* EXERCISE:
Print every line of the data below verbatim, without altering anything.

(Collection entries)

┄┄┄┄┄┄

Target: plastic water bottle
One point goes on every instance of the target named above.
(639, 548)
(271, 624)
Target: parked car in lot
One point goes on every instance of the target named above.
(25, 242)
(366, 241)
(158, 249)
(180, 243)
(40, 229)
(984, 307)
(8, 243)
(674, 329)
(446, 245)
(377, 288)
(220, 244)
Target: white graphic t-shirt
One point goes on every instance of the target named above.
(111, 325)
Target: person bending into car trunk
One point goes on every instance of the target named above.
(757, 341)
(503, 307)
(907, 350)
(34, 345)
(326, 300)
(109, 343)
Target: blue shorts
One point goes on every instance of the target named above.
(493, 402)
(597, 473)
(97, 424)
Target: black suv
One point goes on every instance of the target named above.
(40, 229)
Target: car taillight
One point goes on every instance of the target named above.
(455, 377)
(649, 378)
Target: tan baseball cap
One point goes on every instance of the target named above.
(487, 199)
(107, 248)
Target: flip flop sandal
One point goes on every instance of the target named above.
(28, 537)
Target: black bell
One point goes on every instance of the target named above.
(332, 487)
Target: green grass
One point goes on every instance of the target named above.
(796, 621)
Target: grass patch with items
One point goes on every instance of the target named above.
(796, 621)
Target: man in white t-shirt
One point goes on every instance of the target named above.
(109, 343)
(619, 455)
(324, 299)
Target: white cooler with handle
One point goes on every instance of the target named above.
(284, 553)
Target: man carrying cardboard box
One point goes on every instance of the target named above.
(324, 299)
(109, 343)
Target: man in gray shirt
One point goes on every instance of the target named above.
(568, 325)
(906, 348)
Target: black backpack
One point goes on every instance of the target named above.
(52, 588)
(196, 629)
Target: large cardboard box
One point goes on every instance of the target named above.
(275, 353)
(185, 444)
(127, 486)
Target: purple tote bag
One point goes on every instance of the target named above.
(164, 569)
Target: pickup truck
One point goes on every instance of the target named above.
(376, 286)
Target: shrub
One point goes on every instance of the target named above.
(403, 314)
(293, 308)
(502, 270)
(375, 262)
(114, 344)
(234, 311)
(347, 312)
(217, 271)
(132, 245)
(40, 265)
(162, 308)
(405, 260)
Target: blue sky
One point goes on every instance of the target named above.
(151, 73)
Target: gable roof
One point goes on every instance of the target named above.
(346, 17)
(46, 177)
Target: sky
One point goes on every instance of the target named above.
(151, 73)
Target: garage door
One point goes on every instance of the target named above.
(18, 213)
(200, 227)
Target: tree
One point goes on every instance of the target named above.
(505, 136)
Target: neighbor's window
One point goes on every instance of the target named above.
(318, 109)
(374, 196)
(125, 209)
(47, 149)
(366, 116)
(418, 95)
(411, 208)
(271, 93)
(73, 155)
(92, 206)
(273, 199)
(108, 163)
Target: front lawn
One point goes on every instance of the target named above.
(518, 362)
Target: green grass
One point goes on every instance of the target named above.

┄┄┄┄┄┄

* COMPLETED TASK:
Target: plastic water bottle
One point goes on every instance of the target named above.
(639, 548)
(271, 624)
Target: parked car in lot
One point goes on every instance of the target named above.
(25, 242)
(366, 241)
(158, 249)
(180, 243)
(40, 229)
(984, 307)
(8, 243)
(674, 329)
(446, 245)
(377, 288)
(220, 244)
Target: white graphic t-shirt
One point goes on every instance of the target named above.
(111, 325)
Target: person bending into car trunk
One point goes on every instance of the target named above.
(757, 341)
(503, 307)
(907, 350)
(34, 345)
(326, 300)
(109, 343)
Target: blue shorts
One point goes on every instance of the target named above.
(493, 402)
(597, 473)
(97, 424)
Target: black suv
One point goes on every instance of the target named above.
(40, 229)
Target: car taillight
One point goes on every instance of the target named above.
(455, 377)
(649, 378)
Target: tan baseball cap
One point goes on every instance of the target named above.
(487, 199)
(107, 248)
Target: flip flop sandal
One point goes on every instance of the target named above.
(28, 537)
Target: black bell
One point goes on every instance of the target named above.
(332, 487)
Target: green grass
One point goes on every instance of the target named above.
(796, 621)
Target: grass patch with items
One point goes on every instance of the target named above.
(796, 621)
Target: man in white t-shirt
One point goes on every instance of the target named above.
(109, 343)
(619, 455)
(324, 299)
Target: white cooler with handle
One point goes on every instance of the target named above.
(284, 553)
Target: man carrying cardboard box
One point goes on every instance of the target named above.
(324, 299)
(109, 343)
Target: man in gray shirt
One point goes on every instance of the target named above.
(568, 325)
(906, 348)
Target: black backpack
One point goes on every instance of the target named above.
(52, 588)
(196, 629)
Target: large cardboard box
One point goes on every instance of the target named above.
(275, 353)
(185, 444)
(127, 486)
Target: purple tote bag
One point goes on every instance of the target named above.
(164, 569)
Target: pickup truck
One point goes on every instance of the target named above.
(376, 286)
Target: shrub
One point goes on every instance of the target named above.
(403, 314)
(293, 308)
(502, 270)
(375, 262)
(114, 344)
(234, 311)
(347, 312)
(217, 271)
(132, 245)
(40, 265)
(162, 308)
(405, 260)
Target: blue sky
One point goes on every instance of the target named above.
(151, 73)
Target: gable roof
One point goes on every instance of the target named above.
(346, 17)
(46, 177)
Target: sky
One point goes on every instance of the target named above.
(151, 73)
Target: garage door
One point goes on every instance of the target named above.
(18, 213)
(200, 227)
Target: tree
One point goes on every instance of the target named above.
(505, 136)
Target: neighbor's window
One point goes on every instance of the target named above.
(318, 109)
(374, 196)
(125, 209)
(47, 149)
(366, 116)
(418, 95)
(411, 208)
(271, 93)
(73, 155)
(92, 206)
(273, 199)
(108, 163)
Target: front lawn
One point goes on every instance of the target named above.
(518, 362)
Target: green grass
One point goes on every instance of the target named above.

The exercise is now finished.